▶ [Exercise brief]:
Print each line of the listing once more, precisely as given.
***** Records supplied *****
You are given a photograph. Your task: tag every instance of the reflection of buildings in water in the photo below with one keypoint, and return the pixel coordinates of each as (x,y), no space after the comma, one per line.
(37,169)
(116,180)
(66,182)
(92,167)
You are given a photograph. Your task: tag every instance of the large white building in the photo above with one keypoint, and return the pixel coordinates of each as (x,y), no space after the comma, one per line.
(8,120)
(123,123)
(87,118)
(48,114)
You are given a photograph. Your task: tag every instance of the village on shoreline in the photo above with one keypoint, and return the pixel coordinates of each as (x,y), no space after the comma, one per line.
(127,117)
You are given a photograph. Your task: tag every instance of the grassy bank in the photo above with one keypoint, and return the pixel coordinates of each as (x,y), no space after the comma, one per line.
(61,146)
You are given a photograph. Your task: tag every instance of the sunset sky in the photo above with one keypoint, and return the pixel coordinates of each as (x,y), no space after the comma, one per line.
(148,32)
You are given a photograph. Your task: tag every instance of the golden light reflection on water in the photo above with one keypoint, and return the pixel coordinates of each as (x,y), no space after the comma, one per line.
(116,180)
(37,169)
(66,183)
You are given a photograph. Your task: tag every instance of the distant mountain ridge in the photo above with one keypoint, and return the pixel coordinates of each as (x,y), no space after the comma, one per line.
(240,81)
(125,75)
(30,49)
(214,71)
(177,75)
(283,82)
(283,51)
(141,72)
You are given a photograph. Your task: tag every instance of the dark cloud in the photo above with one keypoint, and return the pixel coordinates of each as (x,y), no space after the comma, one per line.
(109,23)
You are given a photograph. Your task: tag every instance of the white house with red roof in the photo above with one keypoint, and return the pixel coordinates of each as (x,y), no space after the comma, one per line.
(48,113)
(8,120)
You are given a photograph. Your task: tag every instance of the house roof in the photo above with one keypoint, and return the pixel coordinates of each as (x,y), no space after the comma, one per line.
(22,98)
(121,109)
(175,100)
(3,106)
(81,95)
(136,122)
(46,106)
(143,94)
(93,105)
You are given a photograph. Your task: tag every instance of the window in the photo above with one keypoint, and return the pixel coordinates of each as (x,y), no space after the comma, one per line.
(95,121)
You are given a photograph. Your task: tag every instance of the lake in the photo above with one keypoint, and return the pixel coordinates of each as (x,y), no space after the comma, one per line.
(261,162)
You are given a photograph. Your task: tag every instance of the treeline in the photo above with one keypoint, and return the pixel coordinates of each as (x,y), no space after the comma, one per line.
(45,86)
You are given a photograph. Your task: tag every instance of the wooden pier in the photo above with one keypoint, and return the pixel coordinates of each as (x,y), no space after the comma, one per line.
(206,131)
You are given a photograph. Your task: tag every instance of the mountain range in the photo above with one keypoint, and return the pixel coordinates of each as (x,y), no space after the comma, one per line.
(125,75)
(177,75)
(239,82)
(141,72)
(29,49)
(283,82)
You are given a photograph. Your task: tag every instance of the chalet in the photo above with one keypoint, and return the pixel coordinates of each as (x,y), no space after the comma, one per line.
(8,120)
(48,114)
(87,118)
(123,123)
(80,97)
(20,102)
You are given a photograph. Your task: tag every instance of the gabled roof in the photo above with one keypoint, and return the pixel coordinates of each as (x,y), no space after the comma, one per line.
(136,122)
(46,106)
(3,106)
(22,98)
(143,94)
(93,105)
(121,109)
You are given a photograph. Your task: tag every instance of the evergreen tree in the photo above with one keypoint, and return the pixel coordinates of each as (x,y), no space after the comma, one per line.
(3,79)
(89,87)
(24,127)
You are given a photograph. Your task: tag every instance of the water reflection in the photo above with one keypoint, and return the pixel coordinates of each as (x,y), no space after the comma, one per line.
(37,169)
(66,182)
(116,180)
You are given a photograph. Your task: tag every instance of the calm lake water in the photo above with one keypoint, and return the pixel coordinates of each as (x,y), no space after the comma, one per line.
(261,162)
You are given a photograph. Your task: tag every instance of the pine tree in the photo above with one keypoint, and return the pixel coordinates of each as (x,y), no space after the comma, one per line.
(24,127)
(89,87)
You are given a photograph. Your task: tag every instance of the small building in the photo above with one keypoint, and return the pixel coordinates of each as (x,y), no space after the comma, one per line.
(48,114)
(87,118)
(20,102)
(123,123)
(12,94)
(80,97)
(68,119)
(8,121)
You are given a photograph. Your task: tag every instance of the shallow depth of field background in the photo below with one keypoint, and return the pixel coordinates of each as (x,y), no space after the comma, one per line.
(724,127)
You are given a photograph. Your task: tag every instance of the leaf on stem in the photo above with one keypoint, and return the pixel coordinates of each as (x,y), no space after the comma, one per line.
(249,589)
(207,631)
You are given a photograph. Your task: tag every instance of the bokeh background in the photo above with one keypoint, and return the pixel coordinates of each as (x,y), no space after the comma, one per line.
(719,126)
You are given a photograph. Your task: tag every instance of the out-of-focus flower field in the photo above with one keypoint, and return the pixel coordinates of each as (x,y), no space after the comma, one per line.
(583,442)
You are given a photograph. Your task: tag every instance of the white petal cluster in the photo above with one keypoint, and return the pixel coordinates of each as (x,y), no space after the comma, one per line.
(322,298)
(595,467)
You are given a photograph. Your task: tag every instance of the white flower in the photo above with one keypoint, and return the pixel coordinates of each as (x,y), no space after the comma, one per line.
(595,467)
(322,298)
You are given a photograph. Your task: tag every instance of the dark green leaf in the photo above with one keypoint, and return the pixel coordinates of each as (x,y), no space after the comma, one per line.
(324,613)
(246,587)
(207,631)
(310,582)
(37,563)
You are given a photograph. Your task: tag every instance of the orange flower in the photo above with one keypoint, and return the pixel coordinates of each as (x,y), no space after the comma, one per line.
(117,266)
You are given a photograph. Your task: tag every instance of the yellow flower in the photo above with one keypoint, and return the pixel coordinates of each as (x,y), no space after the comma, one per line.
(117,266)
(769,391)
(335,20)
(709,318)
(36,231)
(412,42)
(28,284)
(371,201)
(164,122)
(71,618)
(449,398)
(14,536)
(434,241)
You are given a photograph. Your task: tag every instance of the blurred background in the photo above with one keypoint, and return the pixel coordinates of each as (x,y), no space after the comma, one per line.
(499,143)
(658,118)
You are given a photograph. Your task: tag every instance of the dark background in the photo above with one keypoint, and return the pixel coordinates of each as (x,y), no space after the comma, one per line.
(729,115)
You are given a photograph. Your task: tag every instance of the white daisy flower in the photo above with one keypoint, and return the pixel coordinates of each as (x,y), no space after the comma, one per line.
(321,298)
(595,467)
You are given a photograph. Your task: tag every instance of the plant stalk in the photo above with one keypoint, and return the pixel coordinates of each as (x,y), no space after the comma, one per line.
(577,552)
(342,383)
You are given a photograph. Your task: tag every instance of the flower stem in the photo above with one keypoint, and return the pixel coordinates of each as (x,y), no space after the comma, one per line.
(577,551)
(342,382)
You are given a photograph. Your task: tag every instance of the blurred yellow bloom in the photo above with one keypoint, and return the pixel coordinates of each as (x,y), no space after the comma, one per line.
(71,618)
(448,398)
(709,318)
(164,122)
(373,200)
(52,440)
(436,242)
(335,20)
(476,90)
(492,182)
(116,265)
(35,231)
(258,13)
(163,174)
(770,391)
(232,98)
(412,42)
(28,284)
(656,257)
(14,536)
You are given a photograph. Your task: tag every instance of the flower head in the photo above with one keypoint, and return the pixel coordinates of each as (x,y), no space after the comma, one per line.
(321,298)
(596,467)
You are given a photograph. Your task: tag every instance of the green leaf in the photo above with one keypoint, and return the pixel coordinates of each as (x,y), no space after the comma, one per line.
*****
▶ [Answer to this task]:
You are given a photograph. Your task: tag every instance of the reflection of buildings in water in the photo below with one keypoint, and return the pixel coordinates of each as (x,y), no space after the comma, one per line.
(37,169)
(116,180)
(66,182)
(92,167)
You are given a photograph. Your task: tag every instance of the large white building in the photo above with one keypoint, and return the pixel coordinates of each as (x,y), no space after the comma, one per line.
(8,120)
(123,123)
(87,118)
(48,114)
You are given a photograph. Your task: tag every instance of the village on shoreline in the photo above with one keypoint, and return the pixel coordinates of each as (x,y), no space after the comma, one per line.
(127,117)
You are given a photograph. Your task: tag every instance of the grassy bank in the photo above with one keypoint, and return the pixel coordinates of each as (x,y), no space after the comma, one per line.
(61,146)
You are given a photograph. Your task: tag every instance of the sunset sky in the photo above with one keypoint, and return the pixel coordinates of each as (x,y), no space after the comma, one per line.
(148,32)
You are given a photograph. Your task: tag every instance of the golden light reflection on water in the photo above with one keypoint, and return the pixel coordinates of each as (x,y), no space after the comma, one per line.
(116,180)
(37,169)
(66,183)
You are given a photograph. Your task: tag every instance of the distant mountain ridge in the photo above with one keypoint, and return the pixel coordinates of each as (x,y), no space after the comma, one per line.
(240,81)
(125,75)
(30,49)
(214,71)
(177,75)
(283,82)
(283,51)
(141,72)
You are given a photograph. Your task: tag every instance of the dark cloud in the photo above with one keypoint, and return the pixel coordinates of each as (x,y), no space after the comma, one per line.
(109,23)
You are given a photograph. Your task: tag every instance of the white house with red roof in the photo above with one keypoint, and return the pixel coordinates of each as (x,y), no space after the comma, one per line.
(48,113)
(8,120)
You are given a photograph. Your task: tag every instance of the house roof in the photo above with one keypoint, and return the pixel coordinates of each as (x,y), no space after the comma, one per line.
(22,98)
(121,109)
(175,100)
(3,106)
(81,95)
(136,122)
(46,106)
(143,94)
(93,105)
You are given a photograph. Your task: tag every instance of the window in the photo above with one keypoint, and return the pixel coordinates of each as (x,y), no space after the comma, one per line.
(95,121)
You are given a photograph. Your task: tag every instance of the lake in the photo above with one keypoint, and return the pixel coordinates of each as (x,y), no space after the comma, one per line.
(261,162)
You are given a photograph. Your task: tag every instance of the treeline in the photo above with one keypoint, and return the pixel coordinates of each as (x,y), no space after the comma, one per line.
(45,86)
You are given a photograph. Your task: tag every instance of the wooden pier in the photo above with one keypoint, and return the pixel coordinates of each as (x,y), no space after the comma, one per line.
(206,131)
You are given a photograph. Your task: tag every instance of the mountain range in the photo above with one keypoint, and return the pixel coordinates of each as (x,y), no space after the comma, one per line.
(125,75)
(177,75)
(239,82)
(141,72)
(29,49)
(283,82)
You are given a photograph. Your task: tag every instance of the chalet in the photo above with one keypoint, and return the pixel coordinates of each as (x,y), no space after the comma, one per line.
(8,120)
(48,114)
(87,118)
(123,123)
(80,97)
(20,102)
You are given a photograph. Your task: tag every instance of the gabled roof in the photo above with one keypoint, and return the pixel coordinates of each as (x,y), no space after the comma, one per line.
(136,122)
(46,106)
(3,106)
(22,98)
(143,94)
(93,105)
(121,109)
You are given a photograph. Your task: tag every instance of the evergreen tree in the photo above with one keypoint, and return the pixel coordinates of each as (x,y), no space after the comma, one per line.
(3,79)
(89,87)
(24,127)
You are given a photograph. Your task: tag every instance of the water reflection in the photo above with one keypoint, and return the pixel coordinates of each as (x,y), no space after the comma, one per line.
(37,169)
(66,182)
(116,180)
You are given a photograph. Your task: tag every instance of the calm lake water in the photo above with one keypoint, and return the pixel coordinates of each as (x,y), no space after the comma, one per line.
(261,162)
You are given a photograph. Your task: tag every instance of the pine tree in the photo above with one keypoint, and return the pixel coordinates of each as (x,y), no space after the comma, one per line.
(24,127)
(89,87)
You are given a photograph. Your task: tag every instance of the small building in the photo above with one keypoint, and return the pixel coordinates of each as (x,y), no space after the comma, one per line.
(48,114)
(87,118)
(20,102)
(123,123)
(12,94)
(80,97)
(68,119)
(8,121)
You are given a photograph. Your task: tag every instance of the shallow depth of field background in the photo below with one keypoint, and return the pixel coordinates of each as (x,y), no space after the comma, one per line.
(724,127)
You are given a photograph. Your task: tag every instance of the leaf on stem in the photo above with one keypoint, and return the pixel coordinates of each as (x,y), no space after the comma, one per line.
(249,589)
(207,631)
You are given a photograph. Your task: tag every instance of the bokeh background in the photo above with one keypoint, and return the pixel coordinates of each as (x,y), no space after the comma, one per line.
(719,126)
You are given a photograph. Your task: tag every instance of the out-of-focus flower field in the photo above with one keypoint, and return the pixel coordinates of each as (x,y), no space after the comma, one per line.
(583,442)
You are given a photograph. Your task: tag every instance of the white petal cluster in the photo above with one keypoint, and return the pixel coordinates of each as (x,y), no space after the comma, one per line.
(322,298)
(595,467)
You are given a photograph. Your task: tag every instance of the white flower in the photo above with one keypoint, and return the pixel coordinates of each as (x,y), no space after the comma, one per line.
(595,467)
(322,298)
You are given a photograph. Your task: tag every instance of the dark green leaf in the photo above with one keypoint, and return the pixel coordinates of each as (x,y), no space after the comma, one per line.
(324,613)
(246,587)
(207,631)
(310,582)
(37,563)
You are given a photograph. Your task: tag every instance of the orange flower in the photo above with one keypoint, and return the pixel coordinates of each as (x,y), no space after the comma, one per line.
(117,266)
You are given a photograph. Your task: tag every instance of the yellow flower in the photo above with one keypoint, and return the pixel coordinates of each as (x,y), no space after the comma, one per line.
(117,266)
(769,391)
(335,20)
(709,318)
(36,231)
(412,42)
(28,284)
(371,201)
(164,122)
(71,618)
(449,398)
(14,536)
(434,241)
You are given a photograph. Your task: tag every instance of the blurred background in the photo above with one keypoint, and return the pixel coordinates of each as (x,y), no space after the comma, one per line.
(499,143)
(658,118)
You are given a photograph. Your task: tag every instance of the dark background in the photo above with one keypoint, and return the pixel coordinates of each as (x,y), no space after the comma, one per line.
(729,115)
You are given a photograph. Your task: tag every instance of the white daisy flower in the photo above with one keypoint, and return the pixel coordinates of each as (x,y), no space after the comma, one per line.
(321,298)
(595,467)
You are given a photograph. Your task: tag every instance of the plant stalk in the photo above with one keypoint, and return the pixel coordinates of each as (x,y), no space after the comma, one per line.
(577,552)
(342,383)
You are given a photograph. Your task: tag every instance of the flower stem in the photo above with one keypoint, and return the pixel coordinates of each as (x,y), no space after the comma, one per line.
(577,551)
(342,382)
You are given a photograph. Your task: tag every instance of the blurred yellow bloom in the photo above with one keypoint, and return the pixel coordinates of each as (x,y), no space after the comma, one per line.
(71,618)
(448,398)
(709,318)
(164,122)
(373,200)
(52,440)
(436,242)
(335,20)
(476,90)
(492,182)
(116,265)
(35,231)
(258,13)
(163,174)
(770,391)
(232,98)
(412,42)
(28,284)
(656,257)
(14,536)
You are given a photograph. Your task: tag every instance of the flower head in the photo above with one keypoint, and return the pixel coordinates of each as (x,y), no space after the comma, one per line.
(321,298)
(596,467)
You are given a photograph. Your task: tag every instance of the green leaf in the photo above with one keypoint, and return the pixel coordinates of each as (x,y), no space after the comma, one per line.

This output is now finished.